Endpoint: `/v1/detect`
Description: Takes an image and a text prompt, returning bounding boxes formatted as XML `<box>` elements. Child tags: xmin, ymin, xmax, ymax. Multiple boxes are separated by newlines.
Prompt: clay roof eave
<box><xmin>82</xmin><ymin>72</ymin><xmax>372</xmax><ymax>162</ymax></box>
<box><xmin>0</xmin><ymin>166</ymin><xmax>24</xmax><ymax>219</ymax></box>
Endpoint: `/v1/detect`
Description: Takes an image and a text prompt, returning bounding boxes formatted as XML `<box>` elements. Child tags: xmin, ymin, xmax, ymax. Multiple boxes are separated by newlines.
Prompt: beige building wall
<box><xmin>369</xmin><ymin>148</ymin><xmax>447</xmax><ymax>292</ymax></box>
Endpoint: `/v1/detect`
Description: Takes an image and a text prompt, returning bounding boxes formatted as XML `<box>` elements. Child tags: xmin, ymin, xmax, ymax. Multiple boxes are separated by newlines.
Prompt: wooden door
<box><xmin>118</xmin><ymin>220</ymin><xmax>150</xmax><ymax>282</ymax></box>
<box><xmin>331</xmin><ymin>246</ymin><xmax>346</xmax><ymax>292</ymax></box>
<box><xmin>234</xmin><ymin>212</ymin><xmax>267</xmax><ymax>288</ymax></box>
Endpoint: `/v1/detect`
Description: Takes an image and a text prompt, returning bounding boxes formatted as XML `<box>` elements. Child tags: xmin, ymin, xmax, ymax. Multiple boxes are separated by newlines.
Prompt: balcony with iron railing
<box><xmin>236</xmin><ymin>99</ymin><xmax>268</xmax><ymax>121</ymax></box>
• • • • •
• **Problem details**: Reproduce the rows above verbatim, from the first line up to and including the line with "Prompt: clay roof eave".

• **Response to the task**:
Endpoint: `/v1/detect`
Description: Takes an image and a text prompt, returning bounding boxes formatted as XML `<box>` elements. Child tags: xmin, ymin, xmax, ymax. Multiple boxes are separated by newlines.
Prompt: clay roof eave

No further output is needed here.